**Listed records**
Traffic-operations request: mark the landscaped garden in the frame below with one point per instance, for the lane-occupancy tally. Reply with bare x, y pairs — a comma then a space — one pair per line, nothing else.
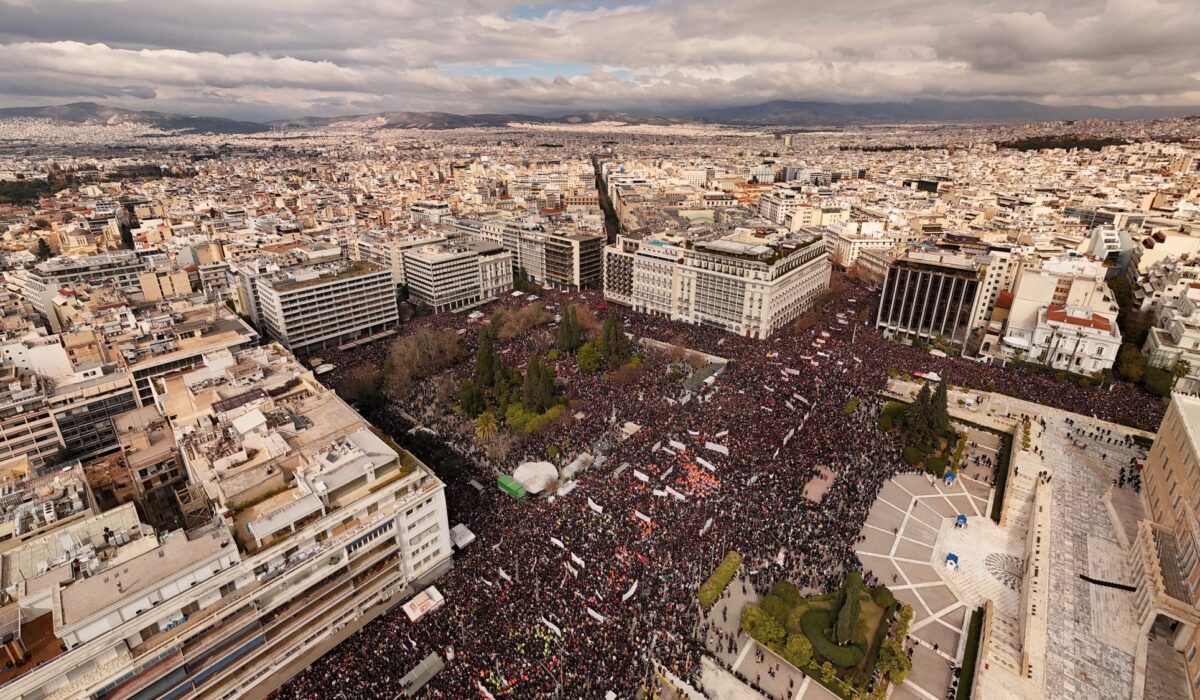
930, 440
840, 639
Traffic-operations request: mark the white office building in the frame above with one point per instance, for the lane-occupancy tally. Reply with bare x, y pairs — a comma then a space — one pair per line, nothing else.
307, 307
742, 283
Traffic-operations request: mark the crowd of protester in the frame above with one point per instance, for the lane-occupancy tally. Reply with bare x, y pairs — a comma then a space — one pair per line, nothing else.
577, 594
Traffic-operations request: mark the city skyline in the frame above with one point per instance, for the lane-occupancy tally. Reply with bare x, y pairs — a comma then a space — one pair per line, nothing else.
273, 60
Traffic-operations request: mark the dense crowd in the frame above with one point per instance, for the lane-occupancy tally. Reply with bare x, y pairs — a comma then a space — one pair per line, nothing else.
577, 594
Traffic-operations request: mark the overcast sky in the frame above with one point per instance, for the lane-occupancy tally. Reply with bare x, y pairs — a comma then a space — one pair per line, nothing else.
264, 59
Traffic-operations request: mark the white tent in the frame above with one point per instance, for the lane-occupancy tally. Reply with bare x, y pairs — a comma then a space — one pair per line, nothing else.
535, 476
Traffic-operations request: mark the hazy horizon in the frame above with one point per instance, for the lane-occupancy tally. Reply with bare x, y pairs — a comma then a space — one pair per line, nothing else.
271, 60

**Description of the task**
Will you restate every entry word for word and omit the images?

**Finished exercise**
Traffic-operations request: mark the landscaped garden in the frame below with one point per instance, for the lane-occupancy tally. Reply with bare x, y pairs — a comma then a space — one pair per line, nothing else.
930, 440
840, 639
Traffic-operations request: mark the white office building in the frame above with one point per instance, for the lane-occupancy tally. Reply with bare x, y pairs — a comma then a space — one pair per line, nothing else.
307, 307
742, 283
Traffic-operations request: mark the crowd of protester in the frame above with one point per instance, for the lane-occupancy tally. Reply with bare x, y pairs — a comma then a space — one pair per line, nothing else.
577, 594
Traffic-operations request: mark the city skyline in the frame above with one point per instance, for the lane-occupancy tally. Reply with bare x, y pairs — a comma then a space — one pair per line, nothing else.
273, 60
Traffic-operations request: mark the dense crowd in the frame above with one point per instance, for the lane-occupancy tally. Reply with bare x, y pairs — a comma then a space — one pair per line, nothing else.
577, 594
Traffic-operations request: mark the overcast sky in the frame above with one point per instance, for the lane-occupancy tally. Reply with bare x, y pairs — a comma then a space — one pair per line, nothing else.
264, 59
Traffic-operations request: mark the white tent in the frame above with one point per instance, for the lane-occupancy tally. Reply with bare x, y pairs — a comma then a space — one pair per line, nothing else.
535, 476
Traffic-operations request: mark the hazy horizon in the frame above with one point per instance, for the lane-occupancy tally. Reply with bare x, y pairs — a comma then a space — one pair per line, nothing else.
271, 60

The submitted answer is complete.